TASK REQUIREMENTS:
Find and return every line of the data that contains the word "white".
........
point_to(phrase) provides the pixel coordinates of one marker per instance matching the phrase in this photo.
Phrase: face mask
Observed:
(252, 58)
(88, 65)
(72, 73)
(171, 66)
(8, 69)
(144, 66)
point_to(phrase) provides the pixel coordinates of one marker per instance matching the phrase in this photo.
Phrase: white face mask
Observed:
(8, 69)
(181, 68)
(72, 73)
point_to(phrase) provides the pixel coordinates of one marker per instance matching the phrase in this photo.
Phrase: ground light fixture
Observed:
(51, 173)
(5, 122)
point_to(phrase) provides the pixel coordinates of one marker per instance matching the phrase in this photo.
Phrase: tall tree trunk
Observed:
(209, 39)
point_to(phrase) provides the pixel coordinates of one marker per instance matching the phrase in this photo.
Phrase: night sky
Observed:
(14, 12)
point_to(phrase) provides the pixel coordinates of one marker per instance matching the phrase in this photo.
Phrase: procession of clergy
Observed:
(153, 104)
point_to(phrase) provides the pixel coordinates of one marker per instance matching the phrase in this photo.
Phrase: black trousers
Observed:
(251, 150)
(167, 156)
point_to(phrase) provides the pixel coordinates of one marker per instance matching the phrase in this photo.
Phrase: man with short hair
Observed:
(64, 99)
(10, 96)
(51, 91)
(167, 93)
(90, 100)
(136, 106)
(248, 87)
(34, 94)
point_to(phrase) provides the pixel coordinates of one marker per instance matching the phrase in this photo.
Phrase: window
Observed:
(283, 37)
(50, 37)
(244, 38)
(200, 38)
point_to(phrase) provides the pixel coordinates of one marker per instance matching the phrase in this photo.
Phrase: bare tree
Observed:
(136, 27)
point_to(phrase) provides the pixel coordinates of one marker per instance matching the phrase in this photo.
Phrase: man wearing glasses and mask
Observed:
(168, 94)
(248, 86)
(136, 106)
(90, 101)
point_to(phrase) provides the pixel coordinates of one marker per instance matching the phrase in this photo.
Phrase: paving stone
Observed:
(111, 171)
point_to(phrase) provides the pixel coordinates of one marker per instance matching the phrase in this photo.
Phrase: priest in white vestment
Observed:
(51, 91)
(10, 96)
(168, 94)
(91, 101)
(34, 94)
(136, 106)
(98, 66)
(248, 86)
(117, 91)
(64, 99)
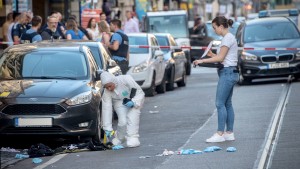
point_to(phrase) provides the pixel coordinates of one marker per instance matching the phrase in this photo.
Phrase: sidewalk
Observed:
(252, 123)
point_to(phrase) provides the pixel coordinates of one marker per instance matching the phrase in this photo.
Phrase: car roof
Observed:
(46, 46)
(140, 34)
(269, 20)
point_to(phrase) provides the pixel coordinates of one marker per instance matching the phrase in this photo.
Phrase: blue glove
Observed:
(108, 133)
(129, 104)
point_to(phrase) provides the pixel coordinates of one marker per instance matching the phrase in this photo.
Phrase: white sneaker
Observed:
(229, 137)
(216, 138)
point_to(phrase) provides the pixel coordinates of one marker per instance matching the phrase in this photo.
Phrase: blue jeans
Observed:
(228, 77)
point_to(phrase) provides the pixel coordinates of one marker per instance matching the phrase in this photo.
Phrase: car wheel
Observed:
........
OUTPUT BELOW:
Phrase: white face mask
Phrase: priest in white vestment
Phrase: white sneaker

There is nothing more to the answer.